■ Written problem:
Print the data exactly, leaving nothing out.

■ Exercise input:
* Start *

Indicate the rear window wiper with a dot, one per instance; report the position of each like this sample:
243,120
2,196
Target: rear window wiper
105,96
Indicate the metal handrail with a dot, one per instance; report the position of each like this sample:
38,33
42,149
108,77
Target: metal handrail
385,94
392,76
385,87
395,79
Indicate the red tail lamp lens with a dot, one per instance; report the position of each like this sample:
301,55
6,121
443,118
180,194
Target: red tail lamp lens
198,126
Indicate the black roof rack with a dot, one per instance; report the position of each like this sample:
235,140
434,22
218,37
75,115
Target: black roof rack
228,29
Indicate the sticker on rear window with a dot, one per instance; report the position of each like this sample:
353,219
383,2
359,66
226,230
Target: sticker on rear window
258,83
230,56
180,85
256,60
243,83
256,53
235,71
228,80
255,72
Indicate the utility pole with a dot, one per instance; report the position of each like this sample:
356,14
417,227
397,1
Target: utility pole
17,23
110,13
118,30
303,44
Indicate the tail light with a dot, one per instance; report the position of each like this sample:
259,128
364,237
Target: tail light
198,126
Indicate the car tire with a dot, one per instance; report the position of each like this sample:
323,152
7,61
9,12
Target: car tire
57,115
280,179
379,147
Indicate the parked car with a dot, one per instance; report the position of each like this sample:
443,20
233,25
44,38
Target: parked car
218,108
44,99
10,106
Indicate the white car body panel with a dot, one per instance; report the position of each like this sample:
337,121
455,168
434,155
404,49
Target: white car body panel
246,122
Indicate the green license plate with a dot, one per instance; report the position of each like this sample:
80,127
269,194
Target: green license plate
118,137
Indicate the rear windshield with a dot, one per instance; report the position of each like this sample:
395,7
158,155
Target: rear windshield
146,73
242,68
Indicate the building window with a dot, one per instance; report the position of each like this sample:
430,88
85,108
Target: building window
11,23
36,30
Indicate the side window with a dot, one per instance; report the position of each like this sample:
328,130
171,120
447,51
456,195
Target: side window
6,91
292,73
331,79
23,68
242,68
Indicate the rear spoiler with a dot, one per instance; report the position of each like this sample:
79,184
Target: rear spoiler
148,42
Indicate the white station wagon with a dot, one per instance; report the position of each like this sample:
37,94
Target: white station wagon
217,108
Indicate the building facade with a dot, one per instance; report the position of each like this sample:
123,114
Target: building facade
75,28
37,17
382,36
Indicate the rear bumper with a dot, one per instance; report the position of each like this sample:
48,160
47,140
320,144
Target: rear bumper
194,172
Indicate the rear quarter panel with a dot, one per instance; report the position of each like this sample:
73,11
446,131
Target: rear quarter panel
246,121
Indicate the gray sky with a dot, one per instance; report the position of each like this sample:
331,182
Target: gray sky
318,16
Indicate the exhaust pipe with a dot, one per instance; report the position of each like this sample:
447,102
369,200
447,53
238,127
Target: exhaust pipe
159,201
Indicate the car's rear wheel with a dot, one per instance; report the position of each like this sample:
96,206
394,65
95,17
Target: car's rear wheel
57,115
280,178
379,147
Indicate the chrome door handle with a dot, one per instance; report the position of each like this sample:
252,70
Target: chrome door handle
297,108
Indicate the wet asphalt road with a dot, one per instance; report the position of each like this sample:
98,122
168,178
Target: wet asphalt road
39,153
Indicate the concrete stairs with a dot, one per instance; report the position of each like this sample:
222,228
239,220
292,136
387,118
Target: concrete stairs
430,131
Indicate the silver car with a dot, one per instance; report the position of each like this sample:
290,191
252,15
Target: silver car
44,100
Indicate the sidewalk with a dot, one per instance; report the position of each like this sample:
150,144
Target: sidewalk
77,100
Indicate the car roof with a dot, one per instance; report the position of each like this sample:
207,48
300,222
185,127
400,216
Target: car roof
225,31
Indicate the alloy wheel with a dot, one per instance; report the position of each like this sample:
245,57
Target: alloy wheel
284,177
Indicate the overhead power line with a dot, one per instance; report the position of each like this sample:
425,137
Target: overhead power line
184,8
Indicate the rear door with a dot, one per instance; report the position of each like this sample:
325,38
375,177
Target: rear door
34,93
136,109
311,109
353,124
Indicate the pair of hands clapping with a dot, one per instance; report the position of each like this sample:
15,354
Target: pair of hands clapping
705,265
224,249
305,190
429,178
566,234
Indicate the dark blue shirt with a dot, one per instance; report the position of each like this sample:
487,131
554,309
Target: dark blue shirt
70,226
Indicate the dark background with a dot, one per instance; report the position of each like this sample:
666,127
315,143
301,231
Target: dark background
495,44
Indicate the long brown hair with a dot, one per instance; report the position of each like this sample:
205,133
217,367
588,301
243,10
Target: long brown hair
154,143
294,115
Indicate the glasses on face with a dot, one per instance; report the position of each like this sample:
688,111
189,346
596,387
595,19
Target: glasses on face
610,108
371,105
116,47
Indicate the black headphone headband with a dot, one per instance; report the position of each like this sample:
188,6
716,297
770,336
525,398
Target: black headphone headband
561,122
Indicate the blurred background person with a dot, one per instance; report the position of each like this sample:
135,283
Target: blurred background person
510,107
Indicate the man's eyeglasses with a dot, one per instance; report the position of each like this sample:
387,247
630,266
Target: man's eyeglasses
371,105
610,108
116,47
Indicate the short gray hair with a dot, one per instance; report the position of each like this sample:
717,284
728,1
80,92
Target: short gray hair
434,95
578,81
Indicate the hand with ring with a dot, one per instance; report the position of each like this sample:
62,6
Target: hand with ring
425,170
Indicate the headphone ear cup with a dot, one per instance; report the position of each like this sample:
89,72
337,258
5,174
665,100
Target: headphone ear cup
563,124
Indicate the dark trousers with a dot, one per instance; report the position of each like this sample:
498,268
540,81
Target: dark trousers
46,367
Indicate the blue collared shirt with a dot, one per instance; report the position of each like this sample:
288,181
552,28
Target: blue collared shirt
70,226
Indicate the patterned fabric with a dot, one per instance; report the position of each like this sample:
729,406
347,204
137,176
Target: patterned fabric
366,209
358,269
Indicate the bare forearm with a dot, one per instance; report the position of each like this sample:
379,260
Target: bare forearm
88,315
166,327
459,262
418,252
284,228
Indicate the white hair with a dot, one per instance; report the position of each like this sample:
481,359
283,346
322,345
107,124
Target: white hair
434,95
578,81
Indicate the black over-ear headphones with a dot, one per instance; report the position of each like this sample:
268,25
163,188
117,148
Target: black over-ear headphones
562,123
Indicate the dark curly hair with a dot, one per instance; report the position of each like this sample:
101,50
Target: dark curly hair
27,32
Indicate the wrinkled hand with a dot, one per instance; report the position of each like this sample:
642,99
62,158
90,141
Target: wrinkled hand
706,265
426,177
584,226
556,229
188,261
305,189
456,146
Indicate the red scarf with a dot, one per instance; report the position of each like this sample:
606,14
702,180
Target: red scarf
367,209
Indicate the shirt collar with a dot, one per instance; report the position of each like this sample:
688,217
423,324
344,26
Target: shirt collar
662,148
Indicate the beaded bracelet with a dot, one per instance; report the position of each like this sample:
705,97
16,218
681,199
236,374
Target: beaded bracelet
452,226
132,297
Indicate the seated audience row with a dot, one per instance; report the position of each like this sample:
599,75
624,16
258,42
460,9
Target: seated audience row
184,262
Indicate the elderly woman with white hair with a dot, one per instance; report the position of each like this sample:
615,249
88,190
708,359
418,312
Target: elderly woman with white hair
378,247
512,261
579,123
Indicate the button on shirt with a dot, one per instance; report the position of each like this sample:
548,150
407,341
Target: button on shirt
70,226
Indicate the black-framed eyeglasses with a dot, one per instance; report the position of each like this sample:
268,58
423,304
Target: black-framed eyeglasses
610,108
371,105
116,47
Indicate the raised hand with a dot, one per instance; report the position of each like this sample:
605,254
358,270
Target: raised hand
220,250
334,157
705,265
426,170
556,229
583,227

* End *

■ Problem solution:
Indicate the rear window wiper with a dot, one per instance; report the position of each like this sample:
243,120
2,196
Target: rear window wiper
105,96
Indicate the metal handrail with a dot, one per instance; report the position of each like this sample:
38,33
42,149
108,77
Target: metal handrail
385,94
392,76
385,87
395,79
Indicate the red tail lamp lens with a dot, one per instance; report the position of each like this sample:
301,55
6,121
443,118
180,194
Target: red tail lamp lens
198,126
Indicate the black roof rack with a dot, one per instance; report the position of each like this sample:
235,140
434,22
218,37
75,115
Target: black roof rack
228,29
Indicate the sticker on rear window with a dot, one per instance; report the position of each like this sample:
353,219
383,2
359,66
226,230
Target: sticker on rear window
258,83
230,56
180,85
256,60
243,83
256,53
235,71
228,80
255,72
Indicate the utility pole with a dot, one per instance; report the position of each like this sample:
356,14
417,227
397,1
Target: utility pole
17,23
110,13
118,30
303,44
Indicate the tail light with a dot, one per instance; report the position of each like this sample:
259,128
364,237
Target: tail light
198,126
Indicate the car tire with a dot, one per instance; report the position of each like this sample:
323,152
7,61
9,12
Target: car tire
57,115
280,179
379,147
Indicate the parked car with a dot, one per instance; report the position of each like this sample:
443,20
233,25
44,38
Target: parked car
218,108
44,99
10,106
Indicate the white car body panel with a dot, one per instance; report the position of each like this sample:
337,121
455,168
434,155
404,49
Target: white car body panel
246,122
Indicate the green license plate with a dot, one per instance; report the position of each like this sample:
80,127
269,194
Target: green license plate
118,137
Indicate the rear windshield with a dot, one per instance; report the position of each like this sample:
395,7
158,155
Target: rear windshield
146,73
242,68
Indicate the building window with a dot, one per instance; report the position of each like this sample:
430,88
85,108
Target: building window
11,23
36,30
Indicate the side window with a dot, one per instance; report the position of each like this sample:
328,130
171,120
447,51
456,195
Target: side window
6,91
292,73
331,79
23,68
242,68
Indicate the rear spoiler with a dot, one per instance; report the position of each like this sample:
79,184
Target: rear spoiler
148,42
Indicate the white station wagon with a dot, one per instance; report the position of each like this sample:
37,94
Target: white station wagon
217,108
Indicate the building facade with a dot, one per instance; report the position of each like this sample:
123,114
Target: building facade
75,28
37,17
382,36
Indicate the rear bumper with a dot, one per instance; report the position of each like this sample:
48,160
47,140
320,144
Target: rear bumper
194,172
Indicate the rear quarter panel with a dot, one per instance; report the position of each like this sample:
73,11
446,131
Target: rear quarter panel
246,121
Indicate the gray sky with a dot, one per instance; report the position of each like this sample:
331,182
Target: gray sky
318,16
Indicate the exhaust pipe with a dot, one per instance; report the position of each like this sample:
447,102
369,200
447,53
238,127
Target: exhaust pipe
159,201
Indicate the car's rear wheel with a dot, one per instance; report the position of each like this sample:
96,206
394,65
95,17
Target: car's rear wheel
57,115
280,178
379,147
Indicate the chrome door handle with a dot, one per instance; report the position of each like this sample:
252,70
Target: chrome door handle
297,108
Indicate the wet asphalt road with a dot, one per instance; report the position of each like this sample:
98,122
168,178
Target: wet asphalt road
39,153
Indicate the concrete stairs with a dot, one per instance; report the position of each like this sample:
222,228
239,220
292,136
387,118
Target: concrete stairs
430,131
Indicate the silver car with a dot, one per instance; report the position of each like this sample:
290,191
252,15
Target: silver car
44,100
Indicate the sidewalk with a dot, one per instance; report the position of each like this sample:
150,144
Target: sidewalk
77,100
Indicate the car roof with a dot, one per instance; report the position of each like this sample:
207,48
300,222
185,127
400,216
Target: car roof
225,31
Indicate the alloy wheel with a dot, one per instance; report the position of each like this sample:
245,57
Target: alloy wheel
284,177
Indicate the overhead power line with a dot, one per instance; report the position of each like this sample:
425,137
Target: overhead power line
184,8
Indicate the rear door with a dot, one per instance; report the position of each like this sample:
325,38
375,177
Target: rear door
34,93
136,109
311,109
353,124
Indicate the pair of hands clapping with a dot, one per instance; report the position of each like this sample:
15,354
Target: pair of hands clapping
705,265
224,249
305,190
429,178
566,234
Indicate the dark blue shirt with a dot, one per instance; report the position of each like this sample:
487,131
554,309
Target: dark blue shirt
70,226
Indicate the dark background with a dot, one per instance; report the position of each like this sample:
666,127
315,143
301,231
Target: dark background
495,44
Indicate the long brown hair with a dot, one per instance; report the position of each like this sample:
205,133
217,367
588,301
243,10
Target: long brown hair
154,143
294,115
Indicate the glasses on face with a dot, one per instance; report the position of each like this sample:
688,111
189,346
596,387
595,19
Target: glasses on face
610,108
371,105
116,47
Indicate the black headphone headband with a dot, one per instance; report the position of each like this sample:
188,6
716,297
770,336
525,398
Target: black headphone headband
561,122
Indicate the blurred background person with a dot, one per instance; report the position of each like this sample:
135,283
Target: blurred background person
510,107
Indicate the man's eyeglasses with a dot, one per instance; report the position of each like this sample:
387,247
630,266
Target: man's eyeglasses
371,105
610,108
116,47
Indicate the short gray hair with a dot, one per instance; report the position of each like this sample:
717,284
728,1
80,92
Target: short gray hair
434,95
578,81
Indicate the hand with ring with a dot, one per instance; report the position of each like this sample:
62,6
Target: hand with ring
425,170
Indicate the headphone ear cup with a dot, one per instance; report the position of each like this sample:
89,72
337,258
5,174
665,100
Target: headphone ear cup
563,124
Indicate the dark trousers with a dot, one per instance; report the position of each like this sample:
498,268
540,81
Target: dark trousers
46,367
Indicate the blue collared shirt with a dot, one per instance; report the position of each like this sample:
288,181
552,28
Target: blue collared shirt
70,226
Indicate the patterned fabric with a dot, one per instance; report the position of each like this sample:
729,406
347,204
137,176
Target: patterned fabric
366,209
358,269
Indicate the bare forearm with a dot, one per instance; report the position of each like this sample:
379,260
Target: bare forearm
88,315
166,327
459,262
418,252
284,228
Indicate the white hair with a dot, one per instance; report the position of each like this sample:
481,359
283,346
322,345
107,124
Target: white hair
434,95
578,81
Indicate the black over-ear headphones with a dot, one per instance; report the position of each like this sample:
268,25
163,188
117,148
Target: black over-ear headphones
562,123
Indicate the dark curly hair with a dot, one per instance; report the position of each like this sample:
101,50
Target: dark curly hair
27,32
Indicate the wrinkled hand with a dot, one per instance; report the position of each like this sample:
642,99
62,158
90,141
Target: wrinkled hand
706,265
426,177
584,226
556,229
188,261
305,189
456,146
Indicate the red scarf with a dot, one per instance; report the position of each like this sample:
606,14
702,180
Target: red scarf
367,209
Indicate the shirt collar with a dot, one per instance; report the position of each like this sample:
688,217
423,324
344,26
Target: shirt collar
662,148
Indicate the beaded bracelet with a dot, one per instance; report the position of each like this sample:
705,97
16,218
681,199
236,374
Target: beaded bracelet
452,226
132,297
Indicate the seated audience row with a dot, one per instance; report the position of each like this sample:
599,75
624,16
258,42
460,9
Target: seated audience row
184,262
Indicate the elderly woman with white hair with a dot, one per instance; report the position of each like this sample:
615,249
88,190
708,359
418,312
Target: elderly woman with white hair
378,247
512,261
579,123
Indicate the button on shirt with a dot, one per instance; report the position of each like this sample:
548,150
407,341
Target: button on shirt
70,226
Indicate the black-framed eyeglasses with a dot, one per instance; report the position of each like this sample:
268,58
423,304
Target: black-framed eyeglasses
610,108
371,105
116,47
Indicate the raised hand with a dot, one per instance; report the position of each like this sample:
605,254
358,270
Target: raised hand
220,250
334,157
705,265
426,170
556,229
583,227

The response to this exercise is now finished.